◆ EXERCISE INSTRUCTIONS ◆
Set down a faithful copy of every record, and skip the pictures in it.

◆ MATERIAL PROVIDED ◆
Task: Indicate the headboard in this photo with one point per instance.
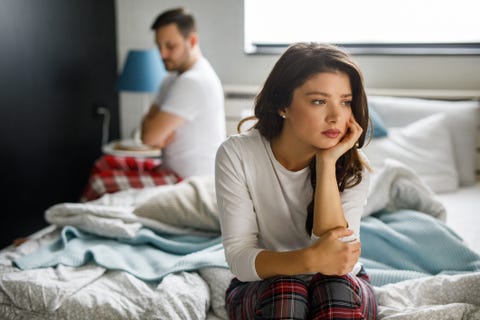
(239, 103)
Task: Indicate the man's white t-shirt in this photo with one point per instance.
(197, 96)
(263, 205)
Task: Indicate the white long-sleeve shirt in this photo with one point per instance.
(263, 205)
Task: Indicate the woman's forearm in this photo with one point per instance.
(328, 212)
(270, 263)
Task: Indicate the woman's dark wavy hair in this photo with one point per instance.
(299, 63)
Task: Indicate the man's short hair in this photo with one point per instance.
(182, 18)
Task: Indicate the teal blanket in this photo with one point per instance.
(395, 246)
(149, 256)
(407, 244)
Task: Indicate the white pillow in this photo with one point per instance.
(425, 146)
(191, 204)
(462, 119)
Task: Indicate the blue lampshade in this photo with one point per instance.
(143, 71)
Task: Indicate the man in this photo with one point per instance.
(187, 118)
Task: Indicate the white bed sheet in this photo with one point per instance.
(463, 213)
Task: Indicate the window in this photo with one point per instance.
(365, 27)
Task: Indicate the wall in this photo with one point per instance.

◆ RESPONSE ◆
Task: Indicate the headboard in this photo with one point per instance.
(239, 103)
Task: Indicate the man's white t-shirt in this photo with one point per instance.
(197, 96)
(263, 205)
Task: Indicate the white long-sleeve shirt in this photo with one point per instance.
(263, 205)
Task: Indicate the woman's forearm in this photo with one point per instance.
(328, 212)
(270, 263)
Task: Indicate the woman's dark wavy hair in this photo with one point per instance.
(299, 63)
Task: Indicate the man's short hair in this photo with one point per instance.
(182, 18)
Task: Indicate the teal blanket in this photo with one point per instance.
(395, 246)
(149, 256)
(407, 244)
Task: Indicate the white pillow in this photo with one point per instance.
(425, 146)
(191, 204)
(462, 119)
Task: Indicate the blue lampshade in this photo with one point per instance.
(143, 71)
Task: Indicate the man in this photo with one point per instance.
(187, 118)
Task: Indicate the white bed sheet in this photo with one point per instance.
(463, 213)
Task: Indicate the window in this photo with one point per instance.
(365, 27)
Task: Indicate the wall in this photo with one point per instance.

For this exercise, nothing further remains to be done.